* **PASSAGE**
########

- Film poster
- French: À l'intérieur
- Directed by: Julien Maury Alexandre Bustillo
- Written by: Alexandre Bustillo
- Produced by: Vérane Frédiani; Franck Ribièrer;
- Starring: Béatrice Dalle; Alysson Paradis;
- Cinematography: Laurent Barès
- Edited by: Baxter
- Music by: François-Eudes Chanfrault
- Production companies: BR Films; La Fabrique de Films;
- Distributed by: La Fabrique de Films
- Release date: June 13, 2007 (France);
- Running time: 82 minutes
- Country: France
- Language: French
- Budget: $2.5 million
- Box office: $530,000

= Inside (2007 film) =

2007 French horror film

Inside (À l'intérieur) is a 2007 French horror film directed by Julien Maury and Alexandre Bustillo in their directorial debut, written by Bustillo, and starring Béatrice Dalle and Alysson Paradis. The plot focuses on a mourning widow on the verge of giving birth, who is attacked in her home by a mysterious intruder on Christmas Eve.

########

* **DATA EXTRACT**
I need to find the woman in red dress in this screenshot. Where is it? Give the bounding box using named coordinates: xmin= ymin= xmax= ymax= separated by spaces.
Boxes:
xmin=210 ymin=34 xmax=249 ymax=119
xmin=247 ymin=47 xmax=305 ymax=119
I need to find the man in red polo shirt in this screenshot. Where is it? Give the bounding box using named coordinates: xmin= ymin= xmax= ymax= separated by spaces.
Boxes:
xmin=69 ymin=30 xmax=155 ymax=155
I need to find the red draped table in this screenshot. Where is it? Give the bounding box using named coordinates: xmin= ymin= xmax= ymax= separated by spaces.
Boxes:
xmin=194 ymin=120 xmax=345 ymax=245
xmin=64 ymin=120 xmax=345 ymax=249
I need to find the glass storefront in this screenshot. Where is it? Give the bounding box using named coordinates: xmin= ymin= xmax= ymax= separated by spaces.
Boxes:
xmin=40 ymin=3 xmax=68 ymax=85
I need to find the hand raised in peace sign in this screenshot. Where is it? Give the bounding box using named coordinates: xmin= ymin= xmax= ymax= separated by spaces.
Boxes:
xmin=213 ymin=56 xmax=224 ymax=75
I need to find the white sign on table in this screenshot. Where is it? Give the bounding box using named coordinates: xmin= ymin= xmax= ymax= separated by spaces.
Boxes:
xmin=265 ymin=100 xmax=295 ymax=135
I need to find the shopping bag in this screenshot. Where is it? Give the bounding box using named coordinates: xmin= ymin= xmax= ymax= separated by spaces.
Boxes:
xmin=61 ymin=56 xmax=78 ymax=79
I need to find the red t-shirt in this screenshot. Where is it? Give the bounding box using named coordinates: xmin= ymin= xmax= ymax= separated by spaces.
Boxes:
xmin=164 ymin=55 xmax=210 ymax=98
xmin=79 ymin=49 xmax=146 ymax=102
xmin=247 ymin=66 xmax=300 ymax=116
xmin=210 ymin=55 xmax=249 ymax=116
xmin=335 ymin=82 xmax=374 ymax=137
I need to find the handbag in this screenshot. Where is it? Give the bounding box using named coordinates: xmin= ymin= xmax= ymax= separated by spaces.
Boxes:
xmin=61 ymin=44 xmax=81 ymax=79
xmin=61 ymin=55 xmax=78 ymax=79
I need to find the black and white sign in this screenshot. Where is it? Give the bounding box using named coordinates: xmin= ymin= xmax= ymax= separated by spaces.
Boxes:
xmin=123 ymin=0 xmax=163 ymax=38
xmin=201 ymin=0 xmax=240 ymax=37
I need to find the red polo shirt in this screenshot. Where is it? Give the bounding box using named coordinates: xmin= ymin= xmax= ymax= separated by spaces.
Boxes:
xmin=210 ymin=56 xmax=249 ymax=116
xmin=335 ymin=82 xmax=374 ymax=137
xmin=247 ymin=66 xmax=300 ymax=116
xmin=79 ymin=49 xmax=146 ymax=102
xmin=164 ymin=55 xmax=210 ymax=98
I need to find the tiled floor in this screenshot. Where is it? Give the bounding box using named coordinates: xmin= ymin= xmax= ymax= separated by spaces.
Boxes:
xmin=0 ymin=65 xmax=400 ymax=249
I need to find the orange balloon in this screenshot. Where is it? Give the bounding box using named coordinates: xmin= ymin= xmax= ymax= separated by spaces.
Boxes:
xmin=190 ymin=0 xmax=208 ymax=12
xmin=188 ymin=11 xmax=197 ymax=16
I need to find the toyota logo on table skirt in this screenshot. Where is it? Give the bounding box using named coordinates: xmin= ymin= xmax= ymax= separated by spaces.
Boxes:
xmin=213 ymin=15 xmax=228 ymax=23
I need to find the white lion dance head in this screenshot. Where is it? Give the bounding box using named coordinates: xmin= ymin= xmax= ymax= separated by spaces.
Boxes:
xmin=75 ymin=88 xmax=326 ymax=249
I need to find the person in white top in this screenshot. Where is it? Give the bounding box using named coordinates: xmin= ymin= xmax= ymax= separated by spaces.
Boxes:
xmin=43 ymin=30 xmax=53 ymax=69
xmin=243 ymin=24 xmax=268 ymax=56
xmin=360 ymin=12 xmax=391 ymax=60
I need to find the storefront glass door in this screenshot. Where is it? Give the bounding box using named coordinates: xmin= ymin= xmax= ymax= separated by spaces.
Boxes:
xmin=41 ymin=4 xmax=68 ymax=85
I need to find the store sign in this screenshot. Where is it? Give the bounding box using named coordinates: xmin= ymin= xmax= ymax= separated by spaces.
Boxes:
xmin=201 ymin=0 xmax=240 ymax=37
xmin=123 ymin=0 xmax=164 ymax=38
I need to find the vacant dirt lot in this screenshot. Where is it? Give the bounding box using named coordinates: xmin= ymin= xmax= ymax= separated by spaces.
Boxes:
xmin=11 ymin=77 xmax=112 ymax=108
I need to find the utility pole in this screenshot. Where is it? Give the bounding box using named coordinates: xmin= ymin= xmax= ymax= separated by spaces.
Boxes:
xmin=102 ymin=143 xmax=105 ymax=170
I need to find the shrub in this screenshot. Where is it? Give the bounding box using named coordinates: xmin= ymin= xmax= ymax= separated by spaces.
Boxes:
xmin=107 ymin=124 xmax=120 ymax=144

########

* **QUESTIONS TO ANSWER**
1. Please copy the portion of the article on the film Inside starting with "Inside (À l'intérieur)" and going on through "on Christmas Eve.".
2. Write the next part of the article on the film Inside, picking up after its final sentence.

* **ANSWERS IN ORDER**
1.
Inside (À l'intérieur) is a 2007 French horror film directed by Julien Maury and Alexandre Bustillo in their directorial debut, written by Bustillo, and starring Béatrice Dalle and Alysson Paradis. The plot focuses on a mourning widow on the verge of giving birth, who is attacked in her home by a mysterious intruder on Christmas Eve.

2.
The film was theatrically released in France on June 13, 2007, and received positive reviews from film critics, with some citing it as part of the New French Extremity movement.

==Plot==
On Christmas Eve, four months after expectant mother Sarah Scarangella survives a car crash that kills her husband, she makes final preparations for her delivery the following day. Her baby is overdue. Still reeling from her husband's death, Sarah has grown moody and depressed. She turns down her mother's request to stay with her for the night and has asked her employer Jean-Pierre to take her to the hospital for her eventual delivery.

That evening, a mysterious, unidentified woman arrives at Sarah's door, asking to use the telephone to call for help. Sarah lies that her husband is sleeping and she does not want to be disturbed, but the woman tells her that she knows that he is dead. When the visitor persists on coming in, Sarah, a professional photographer, attempts to take her photo through a window and telephones the police. When they arrive, the woman has already vanished. The police assure Sarah that she will be fine, arranging to have a patrol car visit throughout the night.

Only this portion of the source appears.